# Exercise prompt
Starting with the line that contains "Target: overcast sky", reproduce each line through the end of the entries exactly as written.

# Supplied records
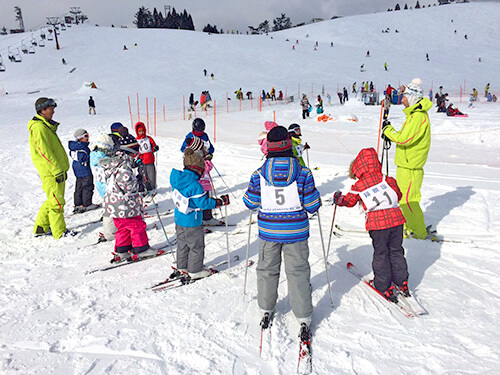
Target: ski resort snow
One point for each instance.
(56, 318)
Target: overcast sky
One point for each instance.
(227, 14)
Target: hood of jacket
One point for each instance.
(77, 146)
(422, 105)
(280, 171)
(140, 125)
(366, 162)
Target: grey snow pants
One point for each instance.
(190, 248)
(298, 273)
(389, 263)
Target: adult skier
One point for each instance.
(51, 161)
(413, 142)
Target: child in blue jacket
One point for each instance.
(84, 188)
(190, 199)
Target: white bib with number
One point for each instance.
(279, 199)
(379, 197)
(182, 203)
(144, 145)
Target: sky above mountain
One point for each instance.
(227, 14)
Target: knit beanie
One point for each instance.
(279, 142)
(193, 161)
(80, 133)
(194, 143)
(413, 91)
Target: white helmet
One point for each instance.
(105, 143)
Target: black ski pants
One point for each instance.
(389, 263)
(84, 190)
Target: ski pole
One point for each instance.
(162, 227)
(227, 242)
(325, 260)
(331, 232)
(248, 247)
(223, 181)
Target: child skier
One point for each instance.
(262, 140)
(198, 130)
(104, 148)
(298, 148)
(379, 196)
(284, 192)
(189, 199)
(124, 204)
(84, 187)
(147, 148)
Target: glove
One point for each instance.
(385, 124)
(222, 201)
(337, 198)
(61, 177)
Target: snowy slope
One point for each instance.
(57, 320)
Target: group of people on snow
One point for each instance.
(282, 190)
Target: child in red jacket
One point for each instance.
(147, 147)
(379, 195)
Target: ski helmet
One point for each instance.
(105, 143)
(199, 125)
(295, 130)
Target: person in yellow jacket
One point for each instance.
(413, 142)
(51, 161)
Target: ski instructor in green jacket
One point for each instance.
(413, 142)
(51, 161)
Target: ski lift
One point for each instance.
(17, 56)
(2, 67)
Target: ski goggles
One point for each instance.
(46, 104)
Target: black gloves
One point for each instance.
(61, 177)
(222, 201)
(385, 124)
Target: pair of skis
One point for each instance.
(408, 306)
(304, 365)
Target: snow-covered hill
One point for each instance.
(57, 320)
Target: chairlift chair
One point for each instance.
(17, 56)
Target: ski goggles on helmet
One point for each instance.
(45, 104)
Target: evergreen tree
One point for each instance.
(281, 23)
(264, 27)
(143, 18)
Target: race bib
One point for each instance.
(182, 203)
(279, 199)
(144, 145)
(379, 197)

# Finished answer
Target: overcast sky
One point for each instance.
(227, 14)
Target: hood of jacket
One point for each instance.
(77, 146)
(422, 105)
(280, 171)
(140, 125)
(366, 162)
Target: grey snow pants
One point for each instance.
(190, 248)
(298, 273)
(389, 263)
Target: adult skier
One point for each instance.
(51, 161)
(413, 142)
Target: child in blue jacket
One point for each instance.
(84, 188)
(190, 199)
Target: white bib with number
One point for each instance.
(279, 199)
(379, 197)
(182, 203)
(144, 145)
Target: sky above mountain
One point for each instance.
(227, 14)
Target: knit beanie
One point for each instance.
(279, 142)
(193, 161)
(80, 133)
(194, 143)
(413, 91)
Target: white helmet
One point for each instance.
(105, 143)
Target: black ski pants
One point for each instance.
(389, 263)
(84, 190)
Target: ski pole
One point for each instance.
(162, 227)
(227, 242)
(325, 260)
(331, 232)
(248, 247)
(223, 181)
Target: child skier
One point for each instance.
(262, 140)
(198, 130)
(104, 148)
(298, 148)
(379, 196)
(284, 192)
(189, 199)
(124, 204)
(84, 187)
(147, 148)
Target: glove
One point for each instance.
(385, 124)
(222, 201)
(337, 198)
(61, 177)
Target: snowy slope
One point for each instance.
(57, 320)
Target: group of people on snow
One point for each instance.
(282, 190)
Target: child in red jacket
One point for each instance.
(147, 147)
(379, 195)
Target: ski helmet
One point for each instance.
(105, 143)
(199, 125)
(295, 130)
Target: person in yellow jacket
One point for each instance.
(413, 142)
(51, 161)
Target: ski instructor in green jacket
One point for each instance.
(413, 142)
(51, 161)
Target: ski lift
One point for each instance.
(17, 56)
(2, 67)
Target: ski goggles
One point for each instance.
(46, 104)
Target: black gloves
One point for each instance.
(61, 177)
(222, 201)
(385, 124)
Target: pair of skis
One point for each instance.
(408, 306)
(304, 365)
Target: snow-covered hill
One point for each instance.
(57, 320)
Target: chairlift chair
One point for each instance.
(17, 56)
Target: ski goggles on helmet
One point for each instance.
(45, 104)
Target: evergreen tree
One point for each instance.
(281, 23)
(264, 27)
(143, 18)
Target: race bib
One point for each instance.
(182, 203)
(279, 199)
(144, 145)
(379, 197)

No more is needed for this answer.